### Work to be completed
Lines from the one containing "One point belongs to every instance of the car show" through the last line of the data are to be repeated word for word, both ends included.

-.-.-

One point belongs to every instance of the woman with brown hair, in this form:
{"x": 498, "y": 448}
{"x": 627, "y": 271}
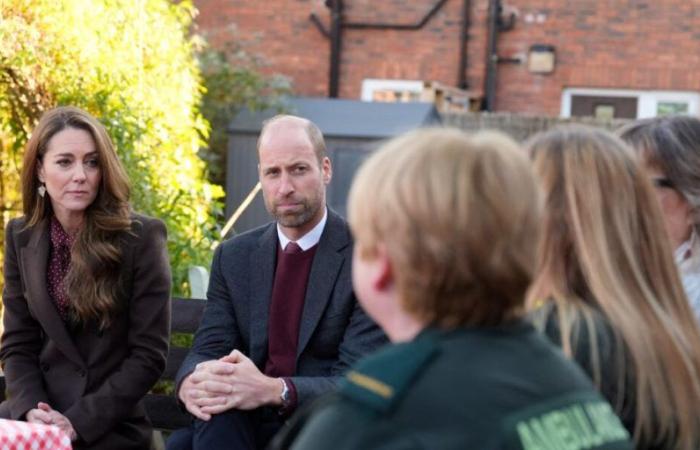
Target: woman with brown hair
{"x": 670, "y": 151}
{"x": 607, "y": 289}
{"x": 87, "y": 287}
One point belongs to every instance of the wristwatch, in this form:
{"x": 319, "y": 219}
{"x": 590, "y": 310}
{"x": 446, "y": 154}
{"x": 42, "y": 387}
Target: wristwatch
{"x": 284, "y": 396}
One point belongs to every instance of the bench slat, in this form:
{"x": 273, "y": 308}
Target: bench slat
{"x": 186, "y": 315}
{"x": 175, "y": 358}
{"x": 165, "y": 413}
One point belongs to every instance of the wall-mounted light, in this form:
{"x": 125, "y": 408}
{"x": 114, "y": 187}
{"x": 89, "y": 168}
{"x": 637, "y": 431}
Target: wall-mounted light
{"x": 541, "y": 58}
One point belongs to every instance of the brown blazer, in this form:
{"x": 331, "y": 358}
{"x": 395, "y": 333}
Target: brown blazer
{"x": 97, "y": 379}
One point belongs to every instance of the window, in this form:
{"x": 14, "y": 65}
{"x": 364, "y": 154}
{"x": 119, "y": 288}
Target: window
{"x": 624, "y": 103}
{"x": 377, "y": 90}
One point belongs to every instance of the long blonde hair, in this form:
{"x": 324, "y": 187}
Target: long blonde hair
{"x": 604, "y": 250}
{"x": 92, "y": 283}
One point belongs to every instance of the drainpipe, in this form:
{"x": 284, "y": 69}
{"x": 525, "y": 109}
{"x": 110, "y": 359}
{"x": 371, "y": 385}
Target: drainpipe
{"x": 462, "y": 81}
{"x": 336, "y": 46}
{"x": 496, "y": 24}
{"x": 491, "y": 56}
{"x": 335, "y": 34}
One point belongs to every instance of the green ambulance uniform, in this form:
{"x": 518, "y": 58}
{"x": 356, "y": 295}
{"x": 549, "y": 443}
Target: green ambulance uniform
{"x": 504, "y": 388}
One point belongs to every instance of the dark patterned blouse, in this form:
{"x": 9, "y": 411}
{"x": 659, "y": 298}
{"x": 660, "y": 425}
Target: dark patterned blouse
{"x": 59, "y": 263}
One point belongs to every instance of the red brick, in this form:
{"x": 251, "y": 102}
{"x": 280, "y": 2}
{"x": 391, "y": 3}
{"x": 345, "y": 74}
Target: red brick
{"x": 630, "y": 44}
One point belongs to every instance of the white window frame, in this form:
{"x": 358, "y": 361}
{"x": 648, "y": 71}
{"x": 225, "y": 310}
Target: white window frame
{"x": 369, "y": 85}
{"x": 647, "y": 101}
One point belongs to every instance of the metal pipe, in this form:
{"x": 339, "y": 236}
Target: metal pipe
{"x": 336, "y": 35}
{"x": 462, "y": 81}
{"x": 491, "y": 56}
{"x": 391, "y": 26}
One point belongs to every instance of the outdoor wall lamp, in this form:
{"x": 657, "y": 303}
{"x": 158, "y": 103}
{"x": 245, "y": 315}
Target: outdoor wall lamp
{"x": 541, "y": 58}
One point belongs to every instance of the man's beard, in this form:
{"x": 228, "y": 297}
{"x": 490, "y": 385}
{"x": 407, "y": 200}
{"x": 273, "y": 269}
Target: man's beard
{"x": 297, "y": 219}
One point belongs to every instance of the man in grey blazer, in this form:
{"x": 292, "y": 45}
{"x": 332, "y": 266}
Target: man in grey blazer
{"x": 282, "y": 322}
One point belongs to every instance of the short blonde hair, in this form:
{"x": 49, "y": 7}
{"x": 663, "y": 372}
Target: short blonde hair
{"x": 459, "y": 217}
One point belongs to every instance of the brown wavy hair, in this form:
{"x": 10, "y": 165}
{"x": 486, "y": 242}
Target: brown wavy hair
{"x": 605, "y": 251}
{"x": 92, "y": 283}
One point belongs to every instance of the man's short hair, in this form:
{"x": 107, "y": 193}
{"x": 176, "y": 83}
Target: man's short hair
{"x": 312, "y": 131}
{"x": 459, "y": 217}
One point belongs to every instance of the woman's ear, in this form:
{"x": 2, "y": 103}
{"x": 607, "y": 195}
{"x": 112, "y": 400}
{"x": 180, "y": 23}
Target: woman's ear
{"x": 40, "y": 171}
{"x": 383, "y": 278}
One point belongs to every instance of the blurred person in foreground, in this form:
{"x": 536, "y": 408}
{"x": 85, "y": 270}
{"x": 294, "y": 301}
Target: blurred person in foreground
{"x": 607, "y": 289}
{"x": 670, "y": 151}
{"x": 446, "y": 230}
{"x": 86, "y": 304}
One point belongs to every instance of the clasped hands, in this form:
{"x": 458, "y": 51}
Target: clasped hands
{"x": 232, "y": 381}
{"x": 45, "y": 415}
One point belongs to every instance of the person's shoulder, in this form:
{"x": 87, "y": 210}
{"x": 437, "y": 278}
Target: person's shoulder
{"x": 380, "y": 380}
{"x": 143, "y": 225}
{"x": 333, "y": 416}
{"x": 249, "y": 238}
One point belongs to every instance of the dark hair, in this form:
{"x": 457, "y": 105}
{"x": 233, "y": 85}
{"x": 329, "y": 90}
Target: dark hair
{"x": 92, "y": 283}
{"x": 671, "y": 144}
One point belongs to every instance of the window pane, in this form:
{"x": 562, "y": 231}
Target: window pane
{"x": 667, "y": 108}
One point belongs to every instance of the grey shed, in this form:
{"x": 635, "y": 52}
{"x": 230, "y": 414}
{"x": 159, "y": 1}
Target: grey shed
{"x": 351, "y": 128}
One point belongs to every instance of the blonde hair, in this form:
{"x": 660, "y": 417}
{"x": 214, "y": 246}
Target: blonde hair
{"x": 458, "y": 216}
{"x": 92, "y": 283}
{"x": 605, "y": 251}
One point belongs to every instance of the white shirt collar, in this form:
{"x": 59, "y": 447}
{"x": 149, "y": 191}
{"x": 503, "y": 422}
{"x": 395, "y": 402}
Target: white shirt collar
{"x": 309, "y": 239}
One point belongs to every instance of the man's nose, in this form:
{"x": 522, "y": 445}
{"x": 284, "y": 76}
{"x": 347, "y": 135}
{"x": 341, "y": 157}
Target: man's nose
{"x": 286, "y": 186}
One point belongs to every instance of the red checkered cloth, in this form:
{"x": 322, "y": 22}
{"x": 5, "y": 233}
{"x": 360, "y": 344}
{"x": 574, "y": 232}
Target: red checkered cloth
{"x": 31, "y": 436}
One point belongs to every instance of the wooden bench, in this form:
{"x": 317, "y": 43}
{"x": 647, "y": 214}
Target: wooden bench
{"x": 162, "y": 409}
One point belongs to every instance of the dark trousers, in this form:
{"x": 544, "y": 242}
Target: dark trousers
{"x": 234, "y": 430}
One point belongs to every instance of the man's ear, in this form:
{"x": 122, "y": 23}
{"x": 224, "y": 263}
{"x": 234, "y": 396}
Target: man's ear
{"x": 327, "y": 170}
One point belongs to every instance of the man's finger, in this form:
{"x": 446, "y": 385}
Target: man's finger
{"x": 209, "y": 401}
{"x": 234, "y": 357}
{"x": 216, "y": 409}
{"x": 195, "y": 411}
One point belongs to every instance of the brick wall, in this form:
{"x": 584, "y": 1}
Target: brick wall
{"x": 633, "y": 44}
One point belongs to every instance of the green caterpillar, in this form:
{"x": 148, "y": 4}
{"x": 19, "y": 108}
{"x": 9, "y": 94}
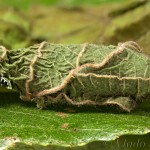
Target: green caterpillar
{"x": 80, "y": 74}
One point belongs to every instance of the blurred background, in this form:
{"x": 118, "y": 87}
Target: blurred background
{"x": 25, "y": 22}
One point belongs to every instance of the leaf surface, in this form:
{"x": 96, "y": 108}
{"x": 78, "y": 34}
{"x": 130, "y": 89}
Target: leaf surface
{"x": 66, "y": 126}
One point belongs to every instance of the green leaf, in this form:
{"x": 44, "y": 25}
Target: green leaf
{"x": 65, "y": 126}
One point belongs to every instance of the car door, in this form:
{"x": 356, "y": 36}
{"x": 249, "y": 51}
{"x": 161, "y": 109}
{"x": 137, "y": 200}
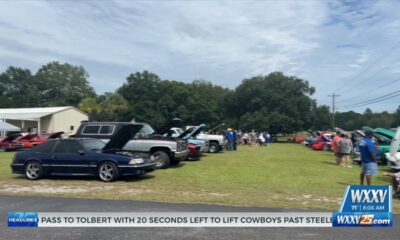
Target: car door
{"x": 69, "y": 158}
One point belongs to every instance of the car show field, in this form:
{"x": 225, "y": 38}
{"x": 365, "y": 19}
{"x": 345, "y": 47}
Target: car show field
{"x": 280, "y": 175}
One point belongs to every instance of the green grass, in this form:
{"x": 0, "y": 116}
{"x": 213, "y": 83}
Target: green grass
{"x": 282, "y": 175}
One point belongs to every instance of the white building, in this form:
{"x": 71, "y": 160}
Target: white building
{"x": 45, "y": 119}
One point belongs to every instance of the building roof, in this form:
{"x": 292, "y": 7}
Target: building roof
{"x": 8, "y": 127}
{"x": 31, "y": 113}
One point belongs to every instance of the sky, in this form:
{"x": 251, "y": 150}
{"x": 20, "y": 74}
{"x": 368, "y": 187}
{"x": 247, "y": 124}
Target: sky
{"x": 350, "y": 48}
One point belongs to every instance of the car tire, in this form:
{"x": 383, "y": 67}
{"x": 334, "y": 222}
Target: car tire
{"x": 162, "y": 159}
{"x": 213, "y": 148}
{"x": 176, "y": 162}
{"x": 33, "y": 170}
{"x": 325, "y": 147}
{"x": 108, "y": 172}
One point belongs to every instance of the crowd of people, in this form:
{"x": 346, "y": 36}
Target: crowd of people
{"x": 236, "y": 137}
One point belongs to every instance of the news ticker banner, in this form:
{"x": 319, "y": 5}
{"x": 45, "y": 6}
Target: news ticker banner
{"x": 369, "y": 206}
{"x": 169, "y": 219}
{"x": 362, "y": 206}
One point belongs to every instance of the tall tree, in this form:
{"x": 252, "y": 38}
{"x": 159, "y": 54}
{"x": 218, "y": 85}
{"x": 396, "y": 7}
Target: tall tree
{"x": 285, "y": 102}
{"x": 62, "y": 84}
{"x": 17, "y": 88}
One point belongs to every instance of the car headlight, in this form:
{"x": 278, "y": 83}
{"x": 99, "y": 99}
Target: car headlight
{"x": 136, "y": 161}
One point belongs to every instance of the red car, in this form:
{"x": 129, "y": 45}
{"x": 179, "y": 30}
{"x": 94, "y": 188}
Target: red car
{"x": 9, "y": 143}
{"x": 299, "y": 139}
{"x": 324, "y": 142}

-.-.-

### Result of this task
One point belongs to every instance of the car show field, in this form:
{"x": 225, "y": 38}
{"x": 365, "y": 19}
{"x": 345, "y": 47}
Target: car show field
{"x": 280, "y": 175}
One point belongs to every instance of the green grass, in this form:
{"x": 0, "y": 116}
{"x": 213, "y": 83}
Target: green grass
{"x": 282, "y": 175}
One point belongs to every instance of the white building, in this form:
{"x": 71, "y": 160}
Target: white building
{"x": 45, "y": 119}
One point belongs to every instance of the building roof, in this form:
{"x": 292, "y": 7}
Target: building roof
{"x": 8, "y": 127}
{"x": 31, "y": 113}
One point belongs to every instance of the sky, in this form:
{"x": 251, "y": 150}
{"x": 20, "y": 74}
{"x": 368, "y": 187}
{"x": 247, "y": 124}
Target: sky
{"x": 350, "y": 48}
One point belongs to every instance of the car tire, in this form:
{"x": 383, "y": 67}
{"x": 334, "y": 222}
Target: car tire
{"x": 162, "y": 159}
{"x": 213, "y": 148}
{"x": 176, "y": 162}
{"x": 33, "y": 170}
{"x": 325, "y": 147}
{"x": 108, "y": 172}
One point belongs to every instance of the crowd of people, in this form:
{"x": 346, "y": 36}
Target: crowd of people
{"x": 236, "y": 137}
One point belongs to every instance of the news ticker banner, in this form:
{"x": 319, "y": 5}
{"x": 45, "y": 6}
Target: news ticker banner
{"x": 369, "y": 206}
{"x": 169, "y": 219}
{"x": 362, "y": 206}
One point belongs to every instance of the tall tree, in this form:
{"x": 252, "y": 38}
{"x": 159, "y": 54}
{"x": 218, "y": 85}
{"x": 396, "y": 7}
Target: tall tree
{"x": 285, "y": 102}
{"x": 62, "y": 84}
{"x": 17, "y": 88}
One point belongs to every instance of the car headlight, in this form:
{"x": 278, "y": 83}
{"x": 99, "y": 99}
Target: car headlight
{"x": 136, "y": 161}
One point belongs to every instance of the red car, in this form:
{"x": 129, "y": 45}
{"x": 179, "y": 30}
{"x": 94, "y": 188}
Target: red car
{"x": 9, "y": 143}
{"x": 299, "y": 139}
{"x": 324, "y": 142}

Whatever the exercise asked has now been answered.